EXERCISE PROMPT:
Give only the lines from the one holding "Target: **vehicle windshield**" through the one holding "[[[261,104],[197,107],[192,114],[192,135],[259,131],[266,123]]]", inclusive, again, swapping "vehicle" for "car" and keeping everything else the same.
BEGIN DATA ENTRIES
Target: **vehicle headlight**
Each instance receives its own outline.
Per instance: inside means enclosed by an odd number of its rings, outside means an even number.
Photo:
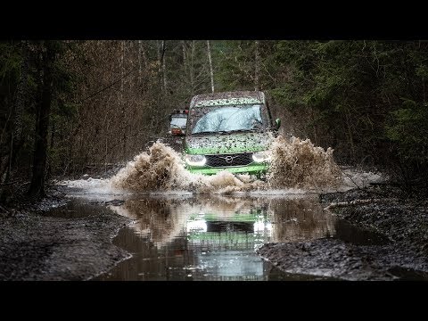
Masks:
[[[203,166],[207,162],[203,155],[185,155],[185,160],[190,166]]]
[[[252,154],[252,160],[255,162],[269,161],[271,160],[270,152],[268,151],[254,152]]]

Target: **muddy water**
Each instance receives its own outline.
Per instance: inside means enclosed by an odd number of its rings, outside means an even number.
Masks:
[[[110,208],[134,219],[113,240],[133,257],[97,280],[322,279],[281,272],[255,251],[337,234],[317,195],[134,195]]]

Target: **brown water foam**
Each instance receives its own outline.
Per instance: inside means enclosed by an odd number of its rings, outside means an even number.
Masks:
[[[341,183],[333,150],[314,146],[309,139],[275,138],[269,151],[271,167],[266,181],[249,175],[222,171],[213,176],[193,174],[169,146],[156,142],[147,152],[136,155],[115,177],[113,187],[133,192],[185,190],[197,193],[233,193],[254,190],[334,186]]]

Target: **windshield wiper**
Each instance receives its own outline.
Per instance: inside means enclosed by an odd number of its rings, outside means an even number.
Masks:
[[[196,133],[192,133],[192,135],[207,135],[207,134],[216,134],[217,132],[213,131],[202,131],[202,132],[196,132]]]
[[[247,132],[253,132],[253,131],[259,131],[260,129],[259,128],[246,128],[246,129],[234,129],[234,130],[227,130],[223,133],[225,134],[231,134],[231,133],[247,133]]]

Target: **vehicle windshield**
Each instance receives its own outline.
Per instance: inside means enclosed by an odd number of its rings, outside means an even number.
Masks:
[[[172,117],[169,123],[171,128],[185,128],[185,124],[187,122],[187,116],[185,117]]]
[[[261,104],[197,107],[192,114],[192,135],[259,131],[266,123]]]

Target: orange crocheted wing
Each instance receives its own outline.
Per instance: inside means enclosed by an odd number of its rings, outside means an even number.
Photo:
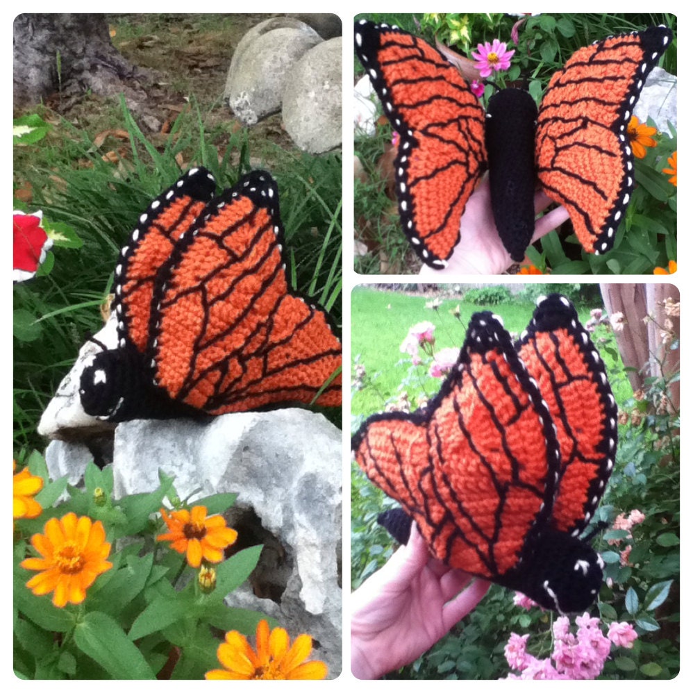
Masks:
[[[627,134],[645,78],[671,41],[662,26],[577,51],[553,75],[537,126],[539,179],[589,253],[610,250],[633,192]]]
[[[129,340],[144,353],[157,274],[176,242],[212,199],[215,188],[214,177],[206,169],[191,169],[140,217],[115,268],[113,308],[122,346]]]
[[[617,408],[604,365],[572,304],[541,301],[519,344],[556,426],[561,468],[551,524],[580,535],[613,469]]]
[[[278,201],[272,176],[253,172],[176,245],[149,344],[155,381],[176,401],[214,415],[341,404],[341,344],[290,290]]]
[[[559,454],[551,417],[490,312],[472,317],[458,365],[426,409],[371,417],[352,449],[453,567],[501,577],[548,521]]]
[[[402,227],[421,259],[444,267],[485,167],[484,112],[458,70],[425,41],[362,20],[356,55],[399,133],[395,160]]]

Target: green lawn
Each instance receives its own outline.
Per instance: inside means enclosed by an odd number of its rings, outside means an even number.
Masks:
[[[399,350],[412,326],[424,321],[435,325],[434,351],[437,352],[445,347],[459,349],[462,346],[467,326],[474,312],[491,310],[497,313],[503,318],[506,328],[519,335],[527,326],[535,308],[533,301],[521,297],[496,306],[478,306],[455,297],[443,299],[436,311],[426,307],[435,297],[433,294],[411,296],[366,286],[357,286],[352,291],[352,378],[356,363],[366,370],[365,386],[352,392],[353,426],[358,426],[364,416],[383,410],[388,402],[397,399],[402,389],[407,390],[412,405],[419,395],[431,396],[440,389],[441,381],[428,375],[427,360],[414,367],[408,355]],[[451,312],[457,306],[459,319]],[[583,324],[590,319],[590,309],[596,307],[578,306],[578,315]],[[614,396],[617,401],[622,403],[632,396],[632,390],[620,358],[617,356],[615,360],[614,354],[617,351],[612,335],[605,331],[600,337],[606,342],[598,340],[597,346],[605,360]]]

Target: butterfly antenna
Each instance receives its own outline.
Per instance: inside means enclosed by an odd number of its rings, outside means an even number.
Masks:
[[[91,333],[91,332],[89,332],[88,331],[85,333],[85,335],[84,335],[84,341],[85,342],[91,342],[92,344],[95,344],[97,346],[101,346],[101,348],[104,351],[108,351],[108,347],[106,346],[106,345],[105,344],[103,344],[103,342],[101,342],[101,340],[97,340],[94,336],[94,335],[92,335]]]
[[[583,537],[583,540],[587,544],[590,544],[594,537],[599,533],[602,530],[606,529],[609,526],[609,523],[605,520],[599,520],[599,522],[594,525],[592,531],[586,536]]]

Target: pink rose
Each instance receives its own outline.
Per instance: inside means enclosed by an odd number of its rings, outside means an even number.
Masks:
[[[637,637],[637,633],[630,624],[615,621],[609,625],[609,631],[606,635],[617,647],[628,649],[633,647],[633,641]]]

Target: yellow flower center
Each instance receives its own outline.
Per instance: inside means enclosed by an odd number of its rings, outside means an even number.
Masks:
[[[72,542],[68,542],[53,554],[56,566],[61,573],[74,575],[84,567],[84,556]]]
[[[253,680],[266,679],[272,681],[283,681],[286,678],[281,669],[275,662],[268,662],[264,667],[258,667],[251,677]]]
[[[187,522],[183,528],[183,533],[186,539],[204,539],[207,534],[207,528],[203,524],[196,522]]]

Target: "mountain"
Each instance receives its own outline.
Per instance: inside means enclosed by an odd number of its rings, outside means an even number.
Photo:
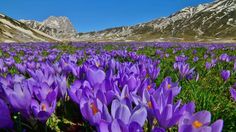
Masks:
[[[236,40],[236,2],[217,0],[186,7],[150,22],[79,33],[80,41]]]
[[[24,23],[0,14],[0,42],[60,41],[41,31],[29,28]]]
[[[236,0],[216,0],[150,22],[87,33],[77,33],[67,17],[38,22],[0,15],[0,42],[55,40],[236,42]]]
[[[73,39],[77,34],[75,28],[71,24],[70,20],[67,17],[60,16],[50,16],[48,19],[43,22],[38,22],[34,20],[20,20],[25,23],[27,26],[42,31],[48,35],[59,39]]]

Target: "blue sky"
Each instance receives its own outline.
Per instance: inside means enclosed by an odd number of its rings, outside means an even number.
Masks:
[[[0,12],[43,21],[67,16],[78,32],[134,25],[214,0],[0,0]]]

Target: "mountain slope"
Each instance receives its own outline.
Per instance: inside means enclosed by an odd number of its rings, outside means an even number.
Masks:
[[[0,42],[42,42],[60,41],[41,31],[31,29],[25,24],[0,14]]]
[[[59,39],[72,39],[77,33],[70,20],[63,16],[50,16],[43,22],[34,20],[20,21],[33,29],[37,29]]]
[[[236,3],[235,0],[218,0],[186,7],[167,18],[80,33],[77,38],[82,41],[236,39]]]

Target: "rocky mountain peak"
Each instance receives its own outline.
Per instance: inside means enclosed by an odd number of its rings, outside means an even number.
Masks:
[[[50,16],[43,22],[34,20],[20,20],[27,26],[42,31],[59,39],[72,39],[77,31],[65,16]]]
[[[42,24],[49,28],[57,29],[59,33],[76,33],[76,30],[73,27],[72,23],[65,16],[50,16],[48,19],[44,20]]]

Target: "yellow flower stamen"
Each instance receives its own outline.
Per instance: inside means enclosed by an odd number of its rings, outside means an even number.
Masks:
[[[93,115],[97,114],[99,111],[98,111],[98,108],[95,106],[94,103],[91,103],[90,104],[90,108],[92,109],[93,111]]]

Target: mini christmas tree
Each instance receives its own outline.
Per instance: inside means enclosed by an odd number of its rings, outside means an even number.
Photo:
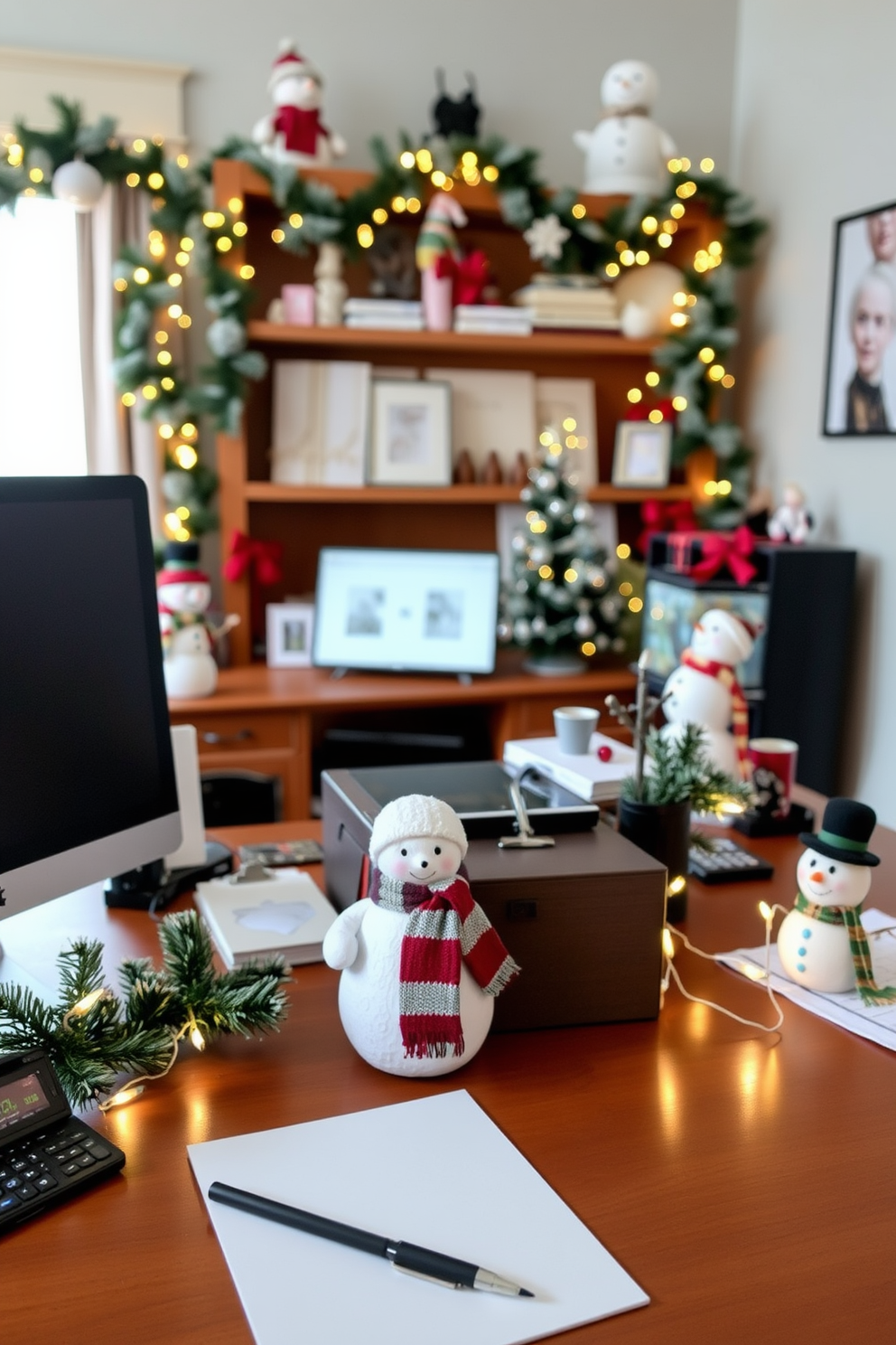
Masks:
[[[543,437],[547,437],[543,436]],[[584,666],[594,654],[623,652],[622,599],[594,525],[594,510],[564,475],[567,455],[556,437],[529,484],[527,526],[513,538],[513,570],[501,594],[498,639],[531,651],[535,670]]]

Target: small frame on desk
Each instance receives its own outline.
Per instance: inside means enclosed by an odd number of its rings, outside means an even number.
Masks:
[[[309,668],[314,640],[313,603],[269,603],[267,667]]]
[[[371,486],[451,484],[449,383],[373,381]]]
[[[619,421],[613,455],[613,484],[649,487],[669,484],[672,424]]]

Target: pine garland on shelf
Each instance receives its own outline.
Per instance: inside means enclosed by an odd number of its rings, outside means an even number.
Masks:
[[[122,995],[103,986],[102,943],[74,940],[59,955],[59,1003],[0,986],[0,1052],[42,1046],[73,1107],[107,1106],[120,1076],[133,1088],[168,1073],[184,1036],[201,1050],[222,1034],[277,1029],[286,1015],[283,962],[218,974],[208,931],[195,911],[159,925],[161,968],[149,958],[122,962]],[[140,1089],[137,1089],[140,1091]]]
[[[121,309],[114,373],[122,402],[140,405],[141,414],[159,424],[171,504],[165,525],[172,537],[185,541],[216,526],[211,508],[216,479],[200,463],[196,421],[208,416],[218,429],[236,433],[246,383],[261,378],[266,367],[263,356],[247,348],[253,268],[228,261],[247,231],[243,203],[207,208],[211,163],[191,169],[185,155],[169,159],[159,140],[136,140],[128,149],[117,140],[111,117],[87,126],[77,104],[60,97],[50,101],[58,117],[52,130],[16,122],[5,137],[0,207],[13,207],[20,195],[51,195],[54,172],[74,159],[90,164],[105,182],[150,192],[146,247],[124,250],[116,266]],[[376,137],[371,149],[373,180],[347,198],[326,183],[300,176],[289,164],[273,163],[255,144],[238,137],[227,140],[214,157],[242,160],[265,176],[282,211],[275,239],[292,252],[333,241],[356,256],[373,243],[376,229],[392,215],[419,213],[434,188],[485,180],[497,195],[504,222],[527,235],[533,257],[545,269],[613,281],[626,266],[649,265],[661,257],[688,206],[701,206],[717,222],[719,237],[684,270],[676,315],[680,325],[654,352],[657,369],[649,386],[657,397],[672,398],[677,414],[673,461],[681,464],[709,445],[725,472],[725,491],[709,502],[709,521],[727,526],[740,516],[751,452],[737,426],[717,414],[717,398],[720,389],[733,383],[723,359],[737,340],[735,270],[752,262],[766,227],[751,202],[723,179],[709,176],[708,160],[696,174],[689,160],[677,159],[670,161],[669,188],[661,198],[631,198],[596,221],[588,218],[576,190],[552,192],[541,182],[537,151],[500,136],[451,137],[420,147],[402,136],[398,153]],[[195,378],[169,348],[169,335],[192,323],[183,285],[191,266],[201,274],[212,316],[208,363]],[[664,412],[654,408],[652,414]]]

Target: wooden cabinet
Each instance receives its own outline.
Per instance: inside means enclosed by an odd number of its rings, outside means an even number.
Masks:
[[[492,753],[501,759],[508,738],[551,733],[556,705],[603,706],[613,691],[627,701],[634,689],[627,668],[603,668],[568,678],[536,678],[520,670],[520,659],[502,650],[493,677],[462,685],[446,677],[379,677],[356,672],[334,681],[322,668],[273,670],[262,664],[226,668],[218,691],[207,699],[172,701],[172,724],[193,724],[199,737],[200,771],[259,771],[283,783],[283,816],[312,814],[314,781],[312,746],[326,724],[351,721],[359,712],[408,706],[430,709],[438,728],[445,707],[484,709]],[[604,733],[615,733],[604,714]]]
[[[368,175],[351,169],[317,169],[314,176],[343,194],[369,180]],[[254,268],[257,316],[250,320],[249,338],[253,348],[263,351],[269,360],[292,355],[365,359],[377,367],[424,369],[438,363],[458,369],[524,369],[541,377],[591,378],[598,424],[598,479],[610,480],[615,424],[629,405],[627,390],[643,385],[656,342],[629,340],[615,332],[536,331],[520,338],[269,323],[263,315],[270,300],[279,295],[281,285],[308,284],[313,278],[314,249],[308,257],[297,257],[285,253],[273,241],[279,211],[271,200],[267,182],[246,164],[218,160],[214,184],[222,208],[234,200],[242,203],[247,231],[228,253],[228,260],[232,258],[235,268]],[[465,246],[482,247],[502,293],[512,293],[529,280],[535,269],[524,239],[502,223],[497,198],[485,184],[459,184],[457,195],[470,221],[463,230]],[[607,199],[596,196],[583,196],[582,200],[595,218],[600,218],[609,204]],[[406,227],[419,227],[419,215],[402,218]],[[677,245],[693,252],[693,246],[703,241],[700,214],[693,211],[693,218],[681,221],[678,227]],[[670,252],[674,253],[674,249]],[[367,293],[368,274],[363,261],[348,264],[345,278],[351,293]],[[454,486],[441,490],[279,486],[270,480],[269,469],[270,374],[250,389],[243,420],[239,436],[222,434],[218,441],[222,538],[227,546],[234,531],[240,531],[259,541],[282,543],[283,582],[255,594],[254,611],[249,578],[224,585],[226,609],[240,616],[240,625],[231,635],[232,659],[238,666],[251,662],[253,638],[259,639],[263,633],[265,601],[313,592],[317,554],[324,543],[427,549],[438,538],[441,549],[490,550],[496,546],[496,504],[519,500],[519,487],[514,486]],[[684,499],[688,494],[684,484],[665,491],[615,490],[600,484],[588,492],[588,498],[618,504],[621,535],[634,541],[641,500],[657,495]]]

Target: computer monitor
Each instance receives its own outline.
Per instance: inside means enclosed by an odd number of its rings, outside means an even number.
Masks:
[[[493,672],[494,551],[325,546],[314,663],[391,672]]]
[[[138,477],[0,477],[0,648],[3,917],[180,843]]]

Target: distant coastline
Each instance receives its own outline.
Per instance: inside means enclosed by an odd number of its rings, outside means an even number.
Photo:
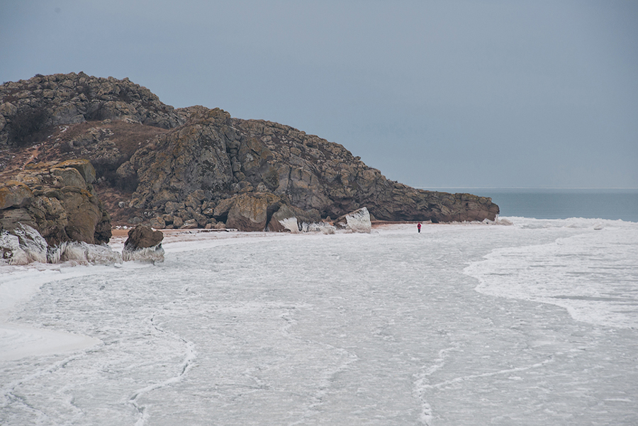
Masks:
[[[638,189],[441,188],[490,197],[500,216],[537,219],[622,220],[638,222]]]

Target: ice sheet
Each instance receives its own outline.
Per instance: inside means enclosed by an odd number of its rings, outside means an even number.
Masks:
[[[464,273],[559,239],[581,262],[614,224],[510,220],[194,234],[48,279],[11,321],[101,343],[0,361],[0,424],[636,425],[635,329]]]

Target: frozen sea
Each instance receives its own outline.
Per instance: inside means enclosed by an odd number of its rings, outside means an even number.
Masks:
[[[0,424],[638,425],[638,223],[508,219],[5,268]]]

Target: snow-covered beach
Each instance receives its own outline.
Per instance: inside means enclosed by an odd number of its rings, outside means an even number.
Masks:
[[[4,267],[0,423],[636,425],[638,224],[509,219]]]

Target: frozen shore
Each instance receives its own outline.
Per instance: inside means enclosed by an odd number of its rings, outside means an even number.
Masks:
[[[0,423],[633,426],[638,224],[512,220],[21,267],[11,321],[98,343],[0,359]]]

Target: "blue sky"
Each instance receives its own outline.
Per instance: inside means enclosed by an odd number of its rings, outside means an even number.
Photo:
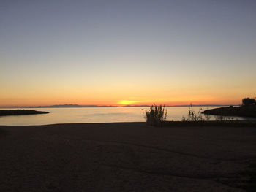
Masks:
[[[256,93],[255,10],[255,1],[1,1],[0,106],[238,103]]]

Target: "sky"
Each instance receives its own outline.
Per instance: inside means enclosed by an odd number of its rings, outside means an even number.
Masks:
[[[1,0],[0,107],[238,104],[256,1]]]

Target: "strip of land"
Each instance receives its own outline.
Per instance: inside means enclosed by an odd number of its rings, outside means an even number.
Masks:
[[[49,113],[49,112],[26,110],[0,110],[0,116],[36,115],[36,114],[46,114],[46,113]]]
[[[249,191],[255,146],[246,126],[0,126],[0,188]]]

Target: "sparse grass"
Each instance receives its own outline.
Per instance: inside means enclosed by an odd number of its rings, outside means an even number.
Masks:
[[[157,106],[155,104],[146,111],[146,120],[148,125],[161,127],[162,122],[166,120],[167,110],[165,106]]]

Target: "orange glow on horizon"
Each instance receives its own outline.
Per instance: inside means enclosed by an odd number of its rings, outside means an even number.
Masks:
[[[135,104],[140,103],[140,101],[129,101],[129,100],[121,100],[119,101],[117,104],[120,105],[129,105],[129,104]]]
END DATA ENTRIES
FULL SOLUTION:
Target: **car windshield**
Each instance receives its own outline.
Per instance: inside means enclosed by an odd number of its rings, outside means an even number.
Masks:
[[[172,117],[169,123],[171,128],[185,128],[185,124],[187,122],[187,116],[185,117]]]
[[[261,104],[197,107],[192,114],[192,135],[259,131],[266,123]]]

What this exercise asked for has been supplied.